- _Work instructions_
Reproduce word for word the stretch of the column on police body cameras from "Initially, the proposition" through "people’s analysis stops.".

- _Document excerpt_
JURIST Guest Columnist Alexander Burns of Valparaiso University discusses growing pains associated with law enforcement body cameras use, implementation, and pending Indiana legislation…In this article I will address several legal and practical issues presented by law enforcement body cameras including: privacy concerns for victims, juveniles and witnesses, especially when an officer is interviewing a witness or victim in a private residence, the logistics and problems associated with storing and managing an influx of video data and the need for effective legislation in Indiana to address these issues.
Post-Ferguson, around the country, the knee jerk reaction is this: we need law enforcement body cameras and we need them yesterday. Across the country, law enforcement implementation of body cameras is the new norm. Generally, reactions to body cameras are positive; they are perceived as an effective tool that offer protection to the officers wearing them as well as the citizens encountered.
But implementing body cameras is not always an easy task. Law enforcement is feeling the pressure, not only to implement body cameras, but also to do so quickly. It is easy to see why they are struggling to adapt. If a department is able to figure out how to pay for the physical cameras, they soon realize they also need new training, new policies, software to manage and retain all that data, and likely a full-time officer tasked only with making decisions on what video to save, for how long and how to pay for the massive data storage.
Additionally, under certain circumstances, body cameras may unintentionally reduce privacy protection for certain citizens. Currently, inadvertent public disclosure of otherwise protected juvenile information in body camera video is another issue that remains unresolved in the Indiana Code. As nearly every news outlet and human rights group calls for camera implementation, the Indiana legislature is trying to catch up and sort out the legal issues and logistics of quickly and effectively implementing law enforcement body cameras in society.
Initially, the proposition that every law enforcement officer wear a body camera was as an overwhelmingly positive policy change. More evidence, in video form, of officer and civilian encounters offers protection for the officers wearing the cameras as well as the citizens they encounter. The analysis is: cameras are good, therefore it follows, logically, that we must implement them now. Unfortunately, that is where most people’s analysis stops.

- _Supplied records_
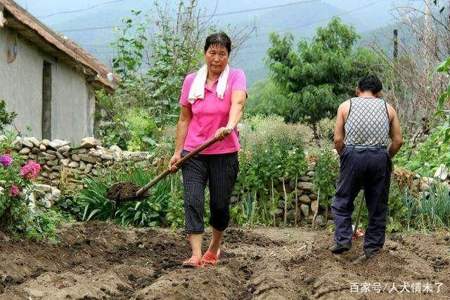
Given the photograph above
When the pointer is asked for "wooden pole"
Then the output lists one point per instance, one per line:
(395, 44)
(2, 17)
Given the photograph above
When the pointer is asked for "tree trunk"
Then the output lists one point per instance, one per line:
(285, 203)
(296, 201)
(315, 133)
(273, 201)
(317, 211)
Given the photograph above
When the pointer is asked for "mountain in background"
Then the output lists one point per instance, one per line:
(92, 26)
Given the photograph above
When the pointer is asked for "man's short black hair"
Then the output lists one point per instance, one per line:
(370, 83)
(220, 39)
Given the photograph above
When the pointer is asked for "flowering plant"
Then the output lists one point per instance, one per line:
(16, 176)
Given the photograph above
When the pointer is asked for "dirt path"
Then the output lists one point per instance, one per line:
(103, 261)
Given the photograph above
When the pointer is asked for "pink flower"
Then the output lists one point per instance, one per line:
(6, 160)
(14, 191)
(30, 170)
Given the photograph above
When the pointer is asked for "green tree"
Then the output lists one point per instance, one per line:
(320, 74)
(152, 65)
(266, 98)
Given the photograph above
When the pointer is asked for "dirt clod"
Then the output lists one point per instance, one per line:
(102, 261)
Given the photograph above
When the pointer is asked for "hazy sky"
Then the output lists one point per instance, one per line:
(46, 7)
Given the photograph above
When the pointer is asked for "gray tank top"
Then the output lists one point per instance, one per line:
(367, 123)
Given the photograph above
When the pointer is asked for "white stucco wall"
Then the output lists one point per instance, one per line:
(71, 111)
(73, 103)
(21, 84)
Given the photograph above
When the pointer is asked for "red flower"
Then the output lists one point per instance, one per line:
(30, 170)
(14, 191)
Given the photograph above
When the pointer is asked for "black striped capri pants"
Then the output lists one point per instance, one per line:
(219, 171)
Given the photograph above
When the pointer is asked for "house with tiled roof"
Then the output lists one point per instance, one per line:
(47, 79)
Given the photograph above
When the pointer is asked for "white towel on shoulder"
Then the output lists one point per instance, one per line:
(197, 90)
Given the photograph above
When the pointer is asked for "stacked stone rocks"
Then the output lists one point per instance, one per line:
(59, 159)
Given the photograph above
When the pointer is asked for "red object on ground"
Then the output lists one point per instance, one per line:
(359, 233)
(210, 259)
(193, 262)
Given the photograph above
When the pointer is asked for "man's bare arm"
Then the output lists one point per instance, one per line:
(339, 132)
(395, 133)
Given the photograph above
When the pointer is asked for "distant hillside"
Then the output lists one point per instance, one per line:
(92, 29)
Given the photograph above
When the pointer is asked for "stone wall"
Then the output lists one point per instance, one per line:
(62, 164)
(61, 161)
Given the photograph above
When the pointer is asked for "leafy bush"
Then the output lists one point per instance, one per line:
(271, 158)
(317, 76)
(17, 214)
(425, 158)
(164, 207)
(325, 177)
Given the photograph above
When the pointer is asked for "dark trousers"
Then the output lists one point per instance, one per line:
(219, 172)
(369, 169)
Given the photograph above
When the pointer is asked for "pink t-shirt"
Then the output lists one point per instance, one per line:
(211, 113)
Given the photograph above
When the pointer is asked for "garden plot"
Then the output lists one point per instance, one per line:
(102, 261)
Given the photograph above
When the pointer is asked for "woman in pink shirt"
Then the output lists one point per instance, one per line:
(212, 102)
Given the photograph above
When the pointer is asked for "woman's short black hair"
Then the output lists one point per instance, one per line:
(370, 83)
(220, 39)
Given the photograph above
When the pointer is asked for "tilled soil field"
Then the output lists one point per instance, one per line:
(103, 261)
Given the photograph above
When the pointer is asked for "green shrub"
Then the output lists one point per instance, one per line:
(164, 207)
(17, 215)
(425, 158)
(325, 177)
(271, 158)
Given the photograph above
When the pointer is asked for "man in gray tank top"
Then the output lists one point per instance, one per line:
(367, 135)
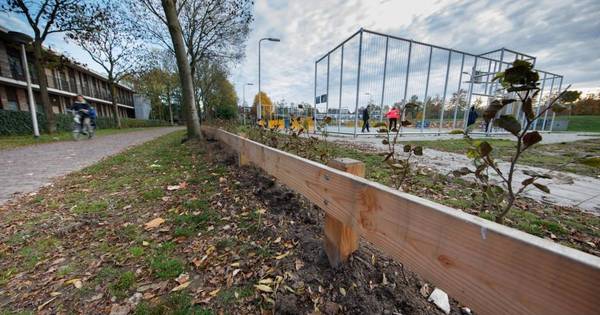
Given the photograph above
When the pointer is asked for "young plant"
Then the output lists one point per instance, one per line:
(520, 80)
(400, 166)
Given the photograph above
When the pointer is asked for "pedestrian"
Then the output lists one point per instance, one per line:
(393, 114)
(366, 119)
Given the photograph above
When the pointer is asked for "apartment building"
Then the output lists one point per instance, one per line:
(65, 81)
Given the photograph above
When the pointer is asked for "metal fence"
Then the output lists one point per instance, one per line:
(381, 71)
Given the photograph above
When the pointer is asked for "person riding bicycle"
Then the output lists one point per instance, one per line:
(81, 110)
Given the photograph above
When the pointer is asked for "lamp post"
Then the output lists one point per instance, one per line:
(24, 39)
(244, 101)
(259, 108)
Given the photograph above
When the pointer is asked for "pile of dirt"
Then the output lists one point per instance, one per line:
(369, 283)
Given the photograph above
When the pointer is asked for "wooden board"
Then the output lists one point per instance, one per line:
(341, 240)
(491, 268)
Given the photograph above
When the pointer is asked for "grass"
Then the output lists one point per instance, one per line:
(11, 142)
(563, 156)
(584, 123)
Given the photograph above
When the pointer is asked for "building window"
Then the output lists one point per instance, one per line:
(72, 81)
(14, 61)
(11, 95)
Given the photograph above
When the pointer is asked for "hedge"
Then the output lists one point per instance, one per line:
(19, 123)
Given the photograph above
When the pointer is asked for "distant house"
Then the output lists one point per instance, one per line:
(64, 83)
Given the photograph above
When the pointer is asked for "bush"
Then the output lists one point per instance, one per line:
(19, 123)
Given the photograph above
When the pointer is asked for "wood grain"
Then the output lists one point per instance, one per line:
(341, 240)
(491, 268)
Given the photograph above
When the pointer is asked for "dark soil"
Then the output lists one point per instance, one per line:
(369, 283)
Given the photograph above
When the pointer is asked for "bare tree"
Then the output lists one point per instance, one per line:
(185, 75)
(49, 17)
(114, 45)
(212, 30)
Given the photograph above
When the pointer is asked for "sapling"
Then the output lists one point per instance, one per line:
(400, 166)
(520, 81)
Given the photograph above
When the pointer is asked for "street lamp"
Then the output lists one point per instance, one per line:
(244, 101)
(24, 39)
(259, 108)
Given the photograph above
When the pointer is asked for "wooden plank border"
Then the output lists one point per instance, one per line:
(489, 267)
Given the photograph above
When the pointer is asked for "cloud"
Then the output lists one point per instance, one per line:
(562, 35)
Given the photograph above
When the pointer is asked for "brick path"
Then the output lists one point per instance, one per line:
(26, 169)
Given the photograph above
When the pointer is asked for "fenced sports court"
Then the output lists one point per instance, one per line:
(381, 70)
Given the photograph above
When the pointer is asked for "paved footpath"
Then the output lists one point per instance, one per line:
(26, 169)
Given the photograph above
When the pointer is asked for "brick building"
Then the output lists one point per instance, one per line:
(64, 83)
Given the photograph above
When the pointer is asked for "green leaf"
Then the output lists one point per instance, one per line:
(472, 153)
(484, 149)
(508, 123)
(558, 107)
(570, 96)
(527, 108)
(418, 150)
(494, 107)
(528, 181)
(532, 138)
(593, 161)
(541, 187)
(536, 174)
(461, 172)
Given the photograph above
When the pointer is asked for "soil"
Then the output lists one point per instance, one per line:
(369, 283)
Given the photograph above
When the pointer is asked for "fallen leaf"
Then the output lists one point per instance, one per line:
(181, 287)
(266, 281)
(154, 223)
(282, 256)
(173, 187)
(263, 288)
(75, 282)
(183, 278)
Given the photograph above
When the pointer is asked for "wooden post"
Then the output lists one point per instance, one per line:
(341, 240)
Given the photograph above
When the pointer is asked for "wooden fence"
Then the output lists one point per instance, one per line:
(489, 267)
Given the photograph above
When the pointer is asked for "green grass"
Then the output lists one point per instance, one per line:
(120, 288)
(10, 142)
(582, 123)
(173, 304)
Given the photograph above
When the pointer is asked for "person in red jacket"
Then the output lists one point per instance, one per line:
(393, 116)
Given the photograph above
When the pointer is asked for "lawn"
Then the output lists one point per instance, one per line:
(558, 156)
(583, 123)
(11, 142)
(168, 228)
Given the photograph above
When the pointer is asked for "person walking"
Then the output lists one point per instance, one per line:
(393, 114)
(366, 119)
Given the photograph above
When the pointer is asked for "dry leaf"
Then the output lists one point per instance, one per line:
(75, 282)
(184, 277)
(154, 223)
(282, 256)
(181, 287)
(263, 288)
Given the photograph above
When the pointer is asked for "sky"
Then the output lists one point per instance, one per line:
(563, 35)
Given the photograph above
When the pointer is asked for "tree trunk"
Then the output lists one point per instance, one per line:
(185, 75)
(170, 105)
(43, 83)
(113, 99)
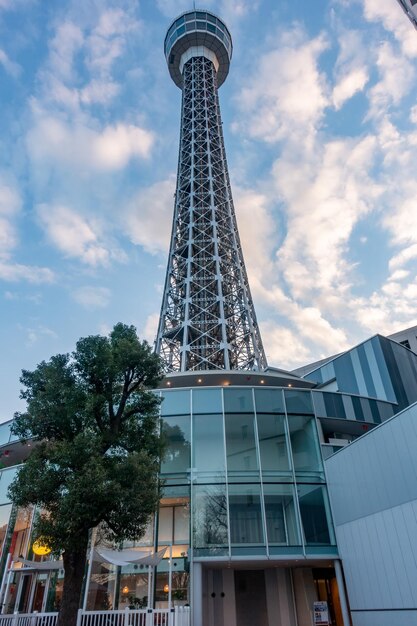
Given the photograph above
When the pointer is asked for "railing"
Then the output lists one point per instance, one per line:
(179, 616)
(29, 619)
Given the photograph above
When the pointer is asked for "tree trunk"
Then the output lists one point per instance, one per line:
(74, 566)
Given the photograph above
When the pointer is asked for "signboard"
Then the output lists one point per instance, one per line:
(321, 614)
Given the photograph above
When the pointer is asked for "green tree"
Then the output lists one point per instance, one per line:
(98, 452)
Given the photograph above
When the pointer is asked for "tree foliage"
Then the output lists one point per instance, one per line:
(98, 449)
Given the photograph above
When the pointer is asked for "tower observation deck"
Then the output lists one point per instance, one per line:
(207, 317)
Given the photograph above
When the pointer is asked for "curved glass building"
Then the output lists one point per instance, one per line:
(245, 519)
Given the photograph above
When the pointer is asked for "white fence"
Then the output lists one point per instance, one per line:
(29, 619)
(179, 616)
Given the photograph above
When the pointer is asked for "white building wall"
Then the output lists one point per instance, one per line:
(373, 492)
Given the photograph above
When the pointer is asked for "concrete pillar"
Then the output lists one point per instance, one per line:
(342, 593)
(197, 603)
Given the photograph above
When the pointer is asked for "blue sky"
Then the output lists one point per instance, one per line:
(320, 121)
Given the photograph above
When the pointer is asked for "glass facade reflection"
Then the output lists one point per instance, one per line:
(255, 470)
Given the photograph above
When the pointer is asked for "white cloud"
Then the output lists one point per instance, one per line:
(257, 231)
(15, 272)
(10, 67)
(87, 149)
(65, 45)
(151, 328)
(283, 345)
(34, 335)
(73, 235)
(10, 205)
(348, 86)
(331, 194)
(148, 217)
(92, 297)
(397, 76)
(270, 100)
(392, 17)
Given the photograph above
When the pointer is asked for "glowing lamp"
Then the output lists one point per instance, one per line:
(40, 548)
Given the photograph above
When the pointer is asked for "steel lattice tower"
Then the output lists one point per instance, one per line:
(207, 318)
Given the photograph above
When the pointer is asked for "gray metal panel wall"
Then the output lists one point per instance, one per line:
(373, 491)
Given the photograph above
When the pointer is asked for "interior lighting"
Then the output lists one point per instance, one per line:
(40, 548)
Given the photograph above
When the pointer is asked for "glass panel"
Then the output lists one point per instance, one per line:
(175, 402)
(133, 590)
(298, 402)
(269, 401)
(207, 401)
(208, 448)
(5, 433)
(242, 458)
(281, 518)
(238, 401)
(210, 516)
(304, 444)
(5, 480)
(166, 525)
(177, 431)
(20, 537)
(174, 517)
(182, 523)
(4, 520)
(313, 514)
(146, 539)
(180, 585)
(245, 515)
(273, 446)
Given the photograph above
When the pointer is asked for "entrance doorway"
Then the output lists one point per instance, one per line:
(250, 594)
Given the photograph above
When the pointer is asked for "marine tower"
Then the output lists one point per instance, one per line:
(207, 320)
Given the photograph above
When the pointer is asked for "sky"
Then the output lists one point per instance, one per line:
(320, 121)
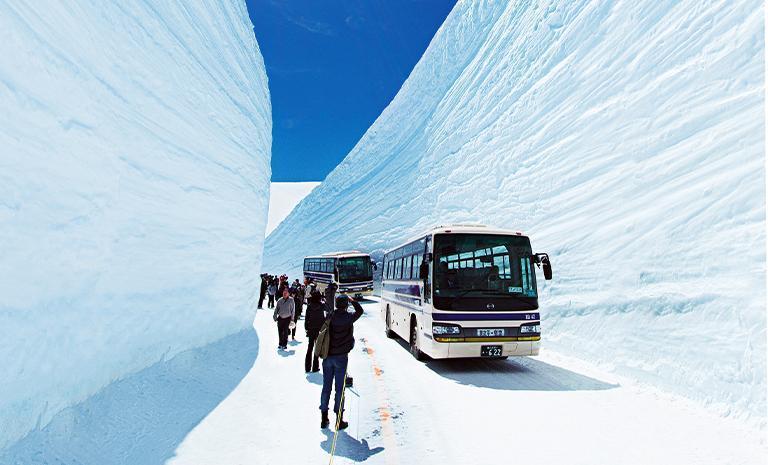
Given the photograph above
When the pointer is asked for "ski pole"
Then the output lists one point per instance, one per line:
(339, 415)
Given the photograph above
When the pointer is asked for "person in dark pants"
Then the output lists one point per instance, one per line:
(271, 291)
(298, 299)
(263, 290)
(341, 342)
(313, 321)
(284, 311)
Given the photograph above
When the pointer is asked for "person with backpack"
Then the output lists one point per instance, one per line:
(298, 299)
(335, 345)
(313, 321)
(271, 291)
(263, 290)
(284, 312)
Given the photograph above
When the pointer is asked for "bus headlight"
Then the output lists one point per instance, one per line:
(530, 329)
(445, 330)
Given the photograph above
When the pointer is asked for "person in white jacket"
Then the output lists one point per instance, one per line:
(285, 309)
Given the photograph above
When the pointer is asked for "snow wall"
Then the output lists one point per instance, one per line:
(626, 138)
(135, 142)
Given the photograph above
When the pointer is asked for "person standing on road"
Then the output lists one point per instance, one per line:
(271, 291)
(313, 321)
(298, 298)
(263, 290)
(284, 312)
(341, 342)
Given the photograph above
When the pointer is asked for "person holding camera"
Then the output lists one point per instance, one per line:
(313, 321)
(341, 342)
(284, 311)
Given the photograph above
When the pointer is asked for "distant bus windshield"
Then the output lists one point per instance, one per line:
(479, 265)
(355, 269)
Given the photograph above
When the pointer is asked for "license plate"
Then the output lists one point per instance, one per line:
(495, 332)
(490, 351)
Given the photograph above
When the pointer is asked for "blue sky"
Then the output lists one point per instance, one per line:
(333, 66)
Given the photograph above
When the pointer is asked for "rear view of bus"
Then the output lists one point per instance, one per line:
(464, 291)
(351, 271)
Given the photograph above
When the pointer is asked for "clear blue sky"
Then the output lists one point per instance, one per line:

- _Task answer_
Initially, the proposition that every law enforcement officer wear a body camera was as an overwhelmingly positive policy change. More evidence, in video form, of officer and civilian encounters offers protection for the officers wearing the cameras as well as the citizens they encounter. The analysis is: cameras are good, therefore it follows, logically, that we must implement them now. Unfortunately, that is where most people’s analysis stops.